■ Your goal
Rewrite the items below with "bounding boxes" switched to "box coordinates" and every other line unchanged, omitting the pictures from your version.

Object detection data
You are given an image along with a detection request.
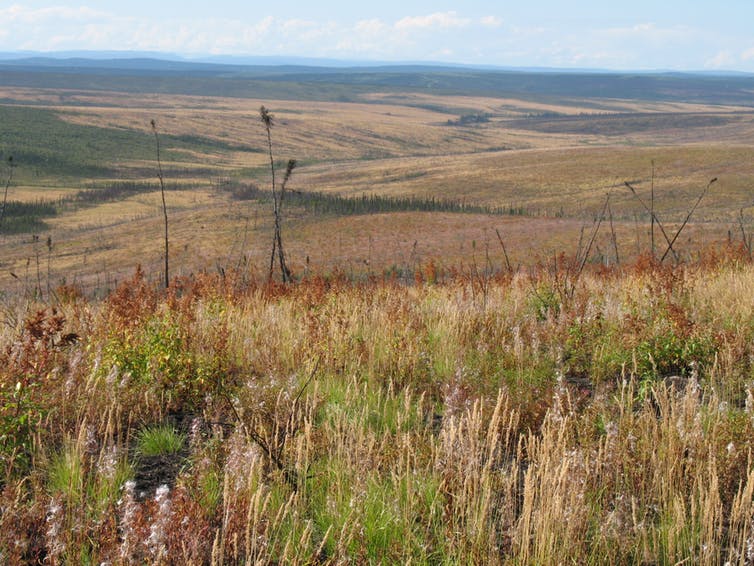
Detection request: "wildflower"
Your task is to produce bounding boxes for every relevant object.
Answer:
[146,485,171,562]
[46,497,65,562]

■ Answer to this problem
You are given an image along with a detection request.
Detection request: "wildflower"
Your task is to produce box coordinates for every relevant object.
Answer:
[146,485,171,562]
[46,497,65,562]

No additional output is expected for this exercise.